**EXTRACT PROVIDED:**
· · · · ·
Moon Ribas and Neil Harbisson are cyborgs. Not the scary Terminators but humans whose abilities have been enhanced with the help of technology. Moon Ribas can feel seismic waves in real-time; Neil Harbisson can hear colors. The duo has been using their usual newly gained perceptions to create art, communicating their unique experience through movement and sound. For them the technology is not just a tool — it is the defining element of artwork creation.
History in your hands
Film is one medium that cannot be imagined outside of technology. Ever since the invention of the first camera, it has been combining technologies to tell better stories. Now, when the lines between what is shot and computer-generated have been blending in, the film is a space that does not just depict or capture but also creates and imagines. In that context, what else can technology do for the industry?
One director has been asking and answering these questions. Ben Tricklebank has dedicated his directorial career to exploring boundaries between filmmaking and digital technologies. He crafts a personal, non-shared experience, that is delivered directly to the person. In his interactive documentary — Clouds Over Cuba — he lets the viewer decide the course of history, through numerous what-ifs. For him, the next stop is not just redefining the relationship between the technology and the creation, but a conversation between the audience and the story.
Digital Kung Fu
Motion-based arts have always implied a human as the central piece — whether as a choreographer or a performer. Sport, dances, martial arts were inseparable from human bodies. But technologies allowed rethinking those relationships. What if the person has nothing to do with the performance but only its code? Can it still be considered a dance?
Tobias Gremmler has tried to answer those questions. With motion capture, he made computer-generated metal pieces perform an elaborate Kung Fu routine. His final work did not have a human. Elegant shapes performed the dance instead, merging into a graceful art piece. It is a statement about how technologies can allow us to remove the monopoly on performance from living beings.
Not The Beatles’ Song
Modern music has been embracing the sound of technology for decades. Today pop-songs rarely feature traditional instruments and electronic music even has its own genre. What we are less familiar with is the usage of Artificial Intelligence in music production. Soulful lyrics and impressive scores have always involved a human but now they do not have to. And here is just one example.
· · · · ·
**EXTRACTED DATA:**
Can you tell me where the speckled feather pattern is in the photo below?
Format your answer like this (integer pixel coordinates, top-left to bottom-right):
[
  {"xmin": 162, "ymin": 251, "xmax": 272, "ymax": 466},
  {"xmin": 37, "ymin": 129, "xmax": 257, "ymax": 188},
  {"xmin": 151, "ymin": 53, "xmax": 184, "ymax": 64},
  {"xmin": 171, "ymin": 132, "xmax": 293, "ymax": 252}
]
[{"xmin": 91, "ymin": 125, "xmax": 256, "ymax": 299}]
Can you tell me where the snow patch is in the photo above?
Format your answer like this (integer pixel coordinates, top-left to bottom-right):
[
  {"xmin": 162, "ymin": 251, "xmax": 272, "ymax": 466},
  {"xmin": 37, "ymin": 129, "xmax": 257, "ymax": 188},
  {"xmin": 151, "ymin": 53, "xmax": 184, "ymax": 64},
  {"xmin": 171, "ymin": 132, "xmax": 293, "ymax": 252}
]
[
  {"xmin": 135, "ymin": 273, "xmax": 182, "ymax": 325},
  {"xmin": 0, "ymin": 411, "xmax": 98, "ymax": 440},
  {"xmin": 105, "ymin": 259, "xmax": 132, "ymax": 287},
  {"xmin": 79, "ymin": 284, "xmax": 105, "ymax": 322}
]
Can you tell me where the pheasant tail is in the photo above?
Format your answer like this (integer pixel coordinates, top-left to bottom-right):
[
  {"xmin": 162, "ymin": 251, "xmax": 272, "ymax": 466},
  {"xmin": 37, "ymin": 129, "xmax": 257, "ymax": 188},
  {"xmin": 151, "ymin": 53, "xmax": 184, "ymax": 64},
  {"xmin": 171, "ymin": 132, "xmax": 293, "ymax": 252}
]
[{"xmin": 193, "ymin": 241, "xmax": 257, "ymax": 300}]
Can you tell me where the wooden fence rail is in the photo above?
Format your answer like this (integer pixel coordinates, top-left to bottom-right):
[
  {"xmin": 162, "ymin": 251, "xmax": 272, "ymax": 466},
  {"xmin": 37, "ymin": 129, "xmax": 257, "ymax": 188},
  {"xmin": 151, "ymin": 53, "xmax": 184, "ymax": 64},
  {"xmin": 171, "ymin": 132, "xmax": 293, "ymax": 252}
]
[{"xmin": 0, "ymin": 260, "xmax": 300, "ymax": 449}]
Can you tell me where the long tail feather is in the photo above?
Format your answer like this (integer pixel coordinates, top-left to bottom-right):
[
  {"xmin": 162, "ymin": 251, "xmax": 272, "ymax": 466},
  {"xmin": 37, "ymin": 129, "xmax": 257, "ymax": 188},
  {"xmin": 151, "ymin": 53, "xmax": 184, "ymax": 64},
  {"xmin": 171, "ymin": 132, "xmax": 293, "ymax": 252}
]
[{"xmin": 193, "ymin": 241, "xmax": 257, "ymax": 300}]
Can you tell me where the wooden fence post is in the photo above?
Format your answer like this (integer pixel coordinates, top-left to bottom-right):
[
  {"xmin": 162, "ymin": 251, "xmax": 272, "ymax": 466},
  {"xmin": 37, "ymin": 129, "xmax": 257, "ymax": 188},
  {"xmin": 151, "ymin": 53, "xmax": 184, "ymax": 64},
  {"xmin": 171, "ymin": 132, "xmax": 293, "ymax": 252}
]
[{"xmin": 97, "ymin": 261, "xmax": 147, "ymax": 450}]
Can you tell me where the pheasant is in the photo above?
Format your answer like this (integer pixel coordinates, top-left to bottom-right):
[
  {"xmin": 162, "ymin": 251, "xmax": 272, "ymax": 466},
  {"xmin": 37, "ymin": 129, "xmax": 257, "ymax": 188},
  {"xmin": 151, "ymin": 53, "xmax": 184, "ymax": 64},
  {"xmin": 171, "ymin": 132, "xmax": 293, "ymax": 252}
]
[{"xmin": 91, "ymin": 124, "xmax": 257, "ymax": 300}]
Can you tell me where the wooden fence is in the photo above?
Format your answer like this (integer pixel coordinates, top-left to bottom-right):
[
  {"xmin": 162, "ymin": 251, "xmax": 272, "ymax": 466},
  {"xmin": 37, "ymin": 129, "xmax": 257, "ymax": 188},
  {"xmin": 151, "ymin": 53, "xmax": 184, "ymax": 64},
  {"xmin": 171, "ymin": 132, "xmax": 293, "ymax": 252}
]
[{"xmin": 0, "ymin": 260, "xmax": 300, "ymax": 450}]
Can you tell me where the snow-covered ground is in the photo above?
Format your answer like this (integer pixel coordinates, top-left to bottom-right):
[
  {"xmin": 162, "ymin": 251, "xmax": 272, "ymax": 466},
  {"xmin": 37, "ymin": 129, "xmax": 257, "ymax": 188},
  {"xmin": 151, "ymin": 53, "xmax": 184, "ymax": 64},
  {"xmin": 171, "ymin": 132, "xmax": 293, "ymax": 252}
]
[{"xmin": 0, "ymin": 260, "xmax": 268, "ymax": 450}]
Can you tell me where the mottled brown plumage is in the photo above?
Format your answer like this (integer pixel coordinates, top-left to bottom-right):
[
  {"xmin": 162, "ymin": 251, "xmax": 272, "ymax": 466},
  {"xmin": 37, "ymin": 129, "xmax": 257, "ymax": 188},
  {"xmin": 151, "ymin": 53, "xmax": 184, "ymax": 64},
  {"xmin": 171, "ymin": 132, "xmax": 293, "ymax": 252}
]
· · · · ·
**PROBLEMS:**
**1)** Write out, word for word, the part of the extract on technology and art that runs from "One director has" up to and including "and the story.".
**2)** In the extract on technology and art, what is the title of Ben Tricklebank's interactive documentary?
The items come from a source separate from the extract on technology and art.

**ANSWERS BY TASK:**
**1)**
One director has been asking and answering these questions. Ben Tricklebank has dedicated his directorial career to exploring boundaries between filmmaking and digital technologies. He crafts a personal, non-shared experience, that is delivered directly to the person. In his interactive documentary — Clouds Over Cuba — he lets the viewer decide the course of history, through numerous what-ifs. For him, the next stop is not just redefining the relationship between the technology and the creation, but a conversation between the audience and the story.

**2)** Clouds Over Cuba